• _Data_:

'''

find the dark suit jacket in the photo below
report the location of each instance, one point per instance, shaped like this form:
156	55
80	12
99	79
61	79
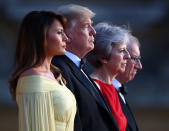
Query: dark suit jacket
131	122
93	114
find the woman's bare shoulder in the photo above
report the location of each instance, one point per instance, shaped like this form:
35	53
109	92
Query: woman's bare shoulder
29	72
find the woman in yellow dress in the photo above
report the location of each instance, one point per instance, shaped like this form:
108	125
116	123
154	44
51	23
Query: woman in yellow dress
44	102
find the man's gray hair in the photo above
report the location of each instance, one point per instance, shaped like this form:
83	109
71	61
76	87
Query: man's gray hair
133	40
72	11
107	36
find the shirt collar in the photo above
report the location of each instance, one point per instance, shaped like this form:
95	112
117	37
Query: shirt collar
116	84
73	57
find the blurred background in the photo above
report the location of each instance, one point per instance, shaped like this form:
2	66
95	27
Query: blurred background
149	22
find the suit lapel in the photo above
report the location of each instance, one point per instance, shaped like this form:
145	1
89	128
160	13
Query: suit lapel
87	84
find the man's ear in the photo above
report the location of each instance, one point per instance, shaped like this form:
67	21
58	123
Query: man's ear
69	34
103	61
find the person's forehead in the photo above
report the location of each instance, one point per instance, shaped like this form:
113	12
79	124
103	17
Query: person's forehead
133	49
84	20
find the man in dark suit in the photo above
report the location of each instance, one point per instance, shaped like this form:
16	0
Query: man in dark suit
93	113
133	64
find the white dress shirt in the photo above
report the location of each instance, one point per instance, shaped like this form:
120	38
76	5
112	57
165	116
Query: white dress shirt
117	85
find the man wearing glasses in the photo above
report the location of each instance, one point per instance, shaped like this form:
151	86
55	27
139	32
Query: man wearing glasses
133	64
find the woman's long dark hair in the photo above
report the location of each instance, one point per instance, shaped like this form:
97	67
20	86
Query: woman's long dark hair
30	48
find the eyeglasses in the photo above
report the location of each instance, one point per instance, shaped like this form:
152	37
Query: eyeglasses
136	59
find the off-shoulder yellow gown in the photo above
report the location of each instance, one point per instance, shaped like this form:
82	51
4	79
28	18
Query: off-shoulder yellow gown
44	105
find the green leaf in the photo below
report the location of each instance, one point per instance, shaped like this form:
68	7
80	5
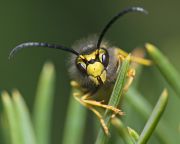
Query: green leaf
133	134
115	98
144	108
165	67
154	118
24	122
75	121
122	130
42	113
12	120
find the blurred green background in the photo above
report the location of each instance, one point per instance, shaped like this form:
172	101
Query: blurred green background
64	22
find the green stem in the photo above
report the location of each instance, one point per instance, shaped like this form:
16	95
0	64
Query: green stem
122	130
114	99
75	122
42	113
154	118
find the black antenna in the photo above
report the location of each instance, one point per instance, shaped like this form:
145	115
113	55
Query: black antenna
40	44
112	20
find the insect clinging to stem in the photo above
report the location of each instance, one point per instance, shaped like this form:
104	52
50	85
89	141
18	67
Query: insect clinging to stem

'''
'''

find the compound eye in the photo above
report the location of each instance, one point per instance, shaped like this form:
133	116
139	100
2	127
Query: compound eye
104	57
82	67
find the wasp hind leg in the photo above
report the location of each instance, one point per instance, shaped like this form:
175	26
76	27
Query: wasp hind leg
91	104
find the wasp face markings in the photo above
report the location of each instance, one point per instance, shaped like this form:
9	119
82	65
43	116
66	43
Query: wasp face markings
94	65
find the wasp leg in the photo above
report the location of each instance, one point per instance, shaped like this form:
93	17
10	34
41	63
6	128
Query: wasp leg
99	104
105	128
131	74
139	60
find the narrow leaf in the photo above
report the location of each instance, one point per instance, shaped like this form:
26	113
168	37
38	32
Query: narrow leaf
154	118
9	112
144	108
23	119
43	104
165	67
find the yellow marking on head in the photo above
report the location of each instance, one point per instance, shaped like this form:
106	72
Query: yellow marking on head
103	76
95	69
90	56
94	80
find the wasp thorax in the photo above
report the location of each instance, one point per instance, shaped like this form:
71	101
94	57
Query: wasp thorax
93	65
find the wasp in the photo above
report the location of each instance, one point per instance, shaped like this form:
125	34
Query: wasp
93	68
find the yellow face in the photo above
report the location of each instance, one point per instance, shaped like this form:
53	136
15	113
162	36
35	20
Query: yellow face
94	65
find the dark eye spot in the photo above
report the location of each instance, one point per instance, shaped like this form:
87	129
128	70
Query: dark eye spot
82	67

'''

• _Work instructions_: Your answer should consist of the lines of the listing that contain "insect", copied as they stand.

• _Result for this exercise_:
find the insect clinging to stem in the photo above
Query: insect clinging to stem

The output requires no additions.